▸ **TEXTE DE LECTURE**
« La gauche a négligé le football comme terrain d’expérimentation du libéralisme »

Collaborateur de Politis, Jérôme Latta livre une enquête originale sur le football, qui expose avec précision les rouages d’une industrie qui a exploité comme nulle autre toute la perversité des leviers de la doctrine libérale

Patrick Piro  • 29 novembre 2023 abonnés
« La gauche a négligé le football comme terrain d’expérimentation du libéralisme »
"À gauche domine l’idée que le football est une cause perdue. Il ne mériterait pas une mobilisation parce qu’il incarnerait historiquement le capitalisme, industriel au début, puis néolibéral et financiarisé aujourd’hui."
© Maxime Sirvins

Ce que le football est devenu, trois décennies de révolution libérale, Jérôme Latta, éditions Divergences, 200 pages, 15 euros.

(Entrées d'annotation de position)
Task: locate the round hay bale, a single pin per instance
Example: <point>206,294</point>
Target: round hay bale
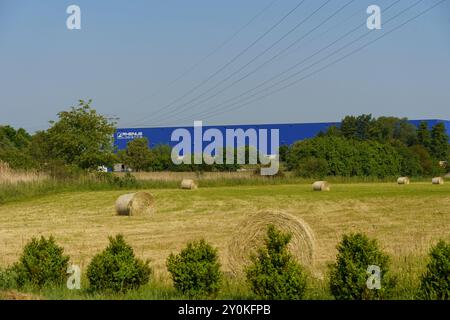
<point>188,184</point>
<point>321,186</point>
<point>403,180</point>
<point>250,235</point>
<point>135,204</point>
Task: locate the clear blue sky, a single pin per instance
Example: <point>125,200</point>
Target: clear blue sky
<point>127,53</point>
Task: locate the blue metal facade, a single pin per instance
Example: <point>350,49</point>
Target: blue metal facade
<point>289,133</point>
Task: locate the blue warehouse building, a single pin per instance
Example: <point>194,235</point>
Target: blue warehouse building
<point>289,133</point>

▸ **SÉRIE D'EXERCICES**
1) Résumez en deux phrases l'article sur le football.
2) Combien de pages compte le livre présenté dans l'article sur le football ?
3) Poursuivez l'article sur le football après sa dernière phrase.

▸ **RÉPONSES PAR EXERCICE**
1) Jérôme Latta, collaborateur de Politis, publie aux éditions Divergences une enquête sur le football qui expose les rouages d'une industrie ayant exploité toute la perversité des leviers de la doctrine libérale. L'article rapporte aussi l'idée, dominante à gauche, que le football serait une cause perdue parce qu'il incarnerait le capitalisme, industriel au début, puis néolibéral et financiarisé aujourd'hui.

2) Il compte 200 pages.

3)
Né à Saint-Étienne en 1968, Jérôme Latta grandit inévitablement avec « l’épopée des Verts ». Quelques années après un DEA de sociologie, il fonde en 1997, avec deux amis, les Cahiers du football – site Internet « satirique et critique » qui sera aussi un mensuel (2003-2008) et une revue (2018-2021). Chroniqueur sport pour Le Monde, il collabore à divers médias indépendants, dont Politis et Alternatives économiques.

Vous démontrez que les évolutions du monde du football européen ont toutes convergé vers un accroissement des inégalités sportives et économiques. Et pourtant, à l’exception de quelques épisodes outranciers, le sujet est absent du débat public. Pourquoi ?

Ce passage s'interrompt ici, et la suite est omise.